Rewrite the listing from the line with "I need help finding the horizontal" to the line with "197 120 224 128", both lines included. Increase every bounding box coordinate under "Boxes:" by 32, and leave all other lines unchanged, including the sample numbers after "e.g.".

---

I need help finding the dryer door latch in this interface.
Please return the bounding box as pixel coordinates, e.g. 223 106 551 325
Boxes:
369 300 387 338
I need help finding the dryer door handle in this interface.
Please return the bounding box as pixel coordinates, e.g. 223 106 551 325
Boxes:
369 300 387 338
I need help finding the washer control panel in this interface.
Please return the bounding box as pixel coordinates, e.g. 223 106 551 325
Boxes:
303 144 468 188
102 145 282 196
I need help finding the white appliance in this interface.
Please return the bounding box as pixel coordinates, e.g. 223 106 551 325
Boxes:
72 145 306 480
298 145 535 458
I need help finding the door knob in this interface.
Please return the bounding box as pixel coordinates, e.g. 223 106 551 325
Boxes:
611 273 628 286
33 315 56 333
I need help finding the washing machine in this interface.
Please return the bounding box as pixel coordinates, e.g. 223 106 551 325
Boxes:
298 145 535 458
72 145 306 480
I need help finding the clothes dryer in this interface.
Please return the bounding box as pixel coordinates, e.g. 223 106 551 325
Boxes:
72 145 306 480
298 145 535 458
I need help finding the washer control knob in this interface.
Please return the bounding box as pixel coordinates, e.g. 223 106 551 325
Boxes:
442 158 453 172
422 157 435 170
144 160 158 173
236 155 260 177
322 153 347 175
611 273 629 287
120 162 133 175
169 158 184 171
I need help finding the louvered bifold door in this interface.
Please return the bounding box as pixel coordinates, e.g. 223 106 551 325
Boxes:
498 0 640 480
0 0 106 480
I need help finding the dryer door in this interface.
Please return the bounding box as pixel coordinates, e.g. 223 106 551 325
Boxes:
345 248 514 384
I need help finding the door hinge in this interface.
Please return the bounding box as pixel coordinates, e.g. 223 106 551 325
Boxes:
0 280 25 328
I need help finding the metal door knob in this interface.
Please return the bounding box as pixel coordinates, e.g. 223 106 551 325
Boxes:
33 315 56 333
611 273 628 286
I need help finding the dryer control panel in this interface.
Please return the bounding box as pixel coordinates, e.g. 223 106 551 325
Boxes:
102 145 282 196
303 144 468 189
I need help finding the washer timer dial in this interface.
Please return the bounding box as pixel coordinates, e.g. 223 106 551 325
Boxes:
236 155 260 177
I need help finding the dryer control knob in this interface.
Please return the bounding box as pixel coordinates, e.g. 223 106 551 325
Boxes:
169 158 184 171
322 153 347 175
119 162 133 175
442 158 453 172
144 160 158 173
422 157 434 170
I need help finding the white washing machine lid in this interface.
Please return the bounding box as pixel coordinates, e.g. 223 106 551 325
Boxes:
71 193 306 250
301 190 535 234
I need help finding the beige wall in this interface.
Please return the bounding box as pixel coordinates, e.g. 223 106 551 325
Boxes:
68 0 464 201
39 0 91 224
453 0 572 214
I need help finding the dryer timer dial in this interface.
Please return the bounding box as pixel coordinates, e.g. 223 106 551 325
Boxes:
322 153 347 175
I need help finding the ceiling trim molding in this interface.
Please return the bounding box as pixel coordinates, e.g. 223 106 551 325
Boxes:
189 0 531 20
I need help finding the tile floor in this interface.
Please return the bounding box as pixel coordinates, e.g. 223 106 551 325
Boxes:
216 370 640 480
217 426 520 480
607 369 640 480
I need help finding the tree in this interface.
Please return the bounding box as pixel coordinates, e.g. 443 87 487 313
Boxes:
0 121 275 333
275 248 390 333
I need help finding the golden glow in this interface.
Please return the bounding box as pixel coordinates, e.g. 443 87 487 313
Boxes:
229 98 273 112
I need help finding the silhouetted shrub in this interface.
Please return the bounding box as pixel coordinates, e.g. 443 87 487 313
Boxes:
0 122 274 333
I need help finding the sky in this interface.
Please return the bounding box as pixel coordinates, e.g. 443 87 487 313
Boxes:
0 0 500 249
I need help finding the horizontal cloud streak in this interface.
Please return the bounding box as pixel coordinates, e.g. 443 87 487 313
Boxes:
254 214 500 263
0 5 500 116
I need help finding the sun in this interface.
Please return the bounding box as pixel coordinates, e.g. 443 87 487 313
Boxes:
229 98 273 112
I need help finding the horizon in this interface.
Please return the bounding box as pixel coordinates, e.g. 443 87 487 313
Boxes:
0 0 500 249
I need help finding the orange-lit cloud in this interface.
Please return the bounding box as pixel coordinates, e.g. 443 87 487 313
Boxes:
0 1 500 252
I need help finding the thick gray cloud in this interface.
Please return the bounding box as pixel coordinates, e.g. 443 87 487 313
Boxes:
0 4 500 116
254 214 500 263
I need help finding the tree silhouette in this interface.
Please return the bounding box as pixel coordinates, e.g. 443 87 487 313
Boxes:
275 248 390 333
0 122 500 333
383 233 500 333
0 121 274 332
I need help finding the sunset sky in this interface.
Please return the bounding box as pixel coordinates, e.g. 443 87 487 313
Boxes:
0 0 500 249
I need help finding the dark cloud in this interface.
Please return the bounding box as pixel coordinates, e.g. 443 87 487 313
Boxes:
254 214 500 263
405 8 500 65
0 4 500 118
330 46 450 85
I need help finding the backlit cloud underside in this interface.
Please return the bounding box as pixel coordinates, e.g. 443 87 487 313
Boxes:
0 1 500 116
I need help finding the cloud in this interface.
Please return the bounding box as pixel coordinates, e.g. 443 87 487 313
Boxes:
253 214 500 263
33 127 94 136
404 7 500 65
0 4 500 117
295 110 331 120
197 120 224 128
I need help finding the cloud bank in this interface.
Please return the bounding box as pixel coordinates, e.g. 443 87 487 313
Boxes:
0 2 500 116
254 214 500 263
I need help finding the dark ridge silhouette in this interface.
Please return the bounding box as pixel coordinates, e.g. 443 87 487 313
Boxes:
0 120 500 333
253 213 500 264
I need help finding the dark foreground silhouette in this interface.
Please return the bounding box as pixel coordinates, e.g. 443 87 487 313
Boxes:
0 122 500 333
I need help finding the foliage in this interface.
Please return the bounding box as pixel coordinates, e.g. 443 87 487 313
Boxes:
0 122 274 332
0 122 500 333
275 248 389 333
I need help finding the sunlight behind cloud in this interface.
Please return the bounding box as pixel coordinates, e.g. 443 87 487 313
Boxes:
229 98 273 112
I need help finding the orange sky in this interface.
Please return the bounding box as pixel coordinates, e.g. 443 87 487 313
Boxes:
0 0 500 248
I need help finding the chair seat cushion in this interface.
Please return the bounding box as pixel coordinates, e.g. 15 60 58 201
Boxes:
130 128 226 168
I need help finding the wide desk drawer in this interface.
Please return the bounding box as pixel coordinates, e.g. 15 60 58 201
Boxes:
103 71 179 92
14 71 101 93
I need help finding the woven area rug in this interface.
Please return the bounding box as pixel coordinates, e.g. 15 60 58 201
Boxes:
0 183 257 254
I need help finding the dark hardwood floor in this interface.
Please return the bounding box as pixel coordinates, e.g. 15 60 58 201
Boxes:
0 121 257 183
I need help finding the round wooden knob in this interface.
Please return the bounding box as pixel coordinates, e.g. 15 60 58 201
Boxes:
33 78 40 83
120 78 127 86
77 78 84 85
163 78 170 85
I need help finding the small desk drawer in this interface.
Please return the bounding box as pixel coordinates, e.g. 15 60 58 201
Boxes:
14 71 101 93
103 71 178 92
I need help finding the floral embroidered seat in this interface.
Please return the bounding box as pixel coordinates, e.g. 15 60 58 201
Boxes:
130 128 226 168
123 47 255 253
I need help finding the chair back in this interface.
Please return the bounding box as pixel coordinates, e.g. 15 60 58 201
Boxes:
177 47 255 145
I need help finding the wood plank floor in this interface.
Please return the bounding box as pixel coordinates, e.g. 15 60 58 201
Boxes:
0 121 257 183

---

▶ **THE SOLUTION**:
I need help finding the horizontal cloud streak in this interface.
Please return the bounding box as pixel coordinates, e.g. 443 87 487 313
Boxes:
286 246 532 295
32 37 532 148
I need help finding the sun in this interface.
Please return the bounding box as pixel coordinates, e.g. 443 87 487 313
Boxes:
261 130 305 144
I need help finding the horizon in this interface.
Please return the bounding box as pixel coordinates, e.g. 443 87 487 313
Boxes:
32 32 532 281
I need help finding the orange-lit cloud in this interface.
Please return the bounding box as pixel coordinates, e.g. 443 87 487 313
Boxes:
32 33 532 284
I need help finding the thick gray cloud in this interface.
Please return the bounding box as pixel coordinates, e.g. 443 87 487 313
Boxes:
32 36 532 148
286 246 532 295
I need help finding the tree silhouette in this interface.
Please return the bounding box as pixel coordinates, e.g. 443 87 487 313
Boxes:
307 280 422 365
32 154 532 365
415 265 532 365
32 153 306 364
I need help finding the sunset sky in this interface.
Please return the bounding box as pixel coordinates, e.g. 443 87 487 313
Boxes:
32 32 532 281
I need help finding the dark cloud in this interface.
Please return the bounding box as pixel coordinates, e.g. 443 87 487 313
Boxes:
286 246 532 295
437 40 532 97
32 36 532 150
362 78 482 117
I need help finding the backlit cloud underside in this interface.
Please return the bounding box as pixel coordinates, e.g. 443 87 487 313
Boxes:
32 33 532 148
I need help finding the cloud in this interface.
Please return the bounding box as pixel coordinates, e.g. 443 87 487 313
Boxes:
285 246 532 295
65 159 126 168
436 39 532 97
32 36 532 149
327 142 363 152
229 152 256 160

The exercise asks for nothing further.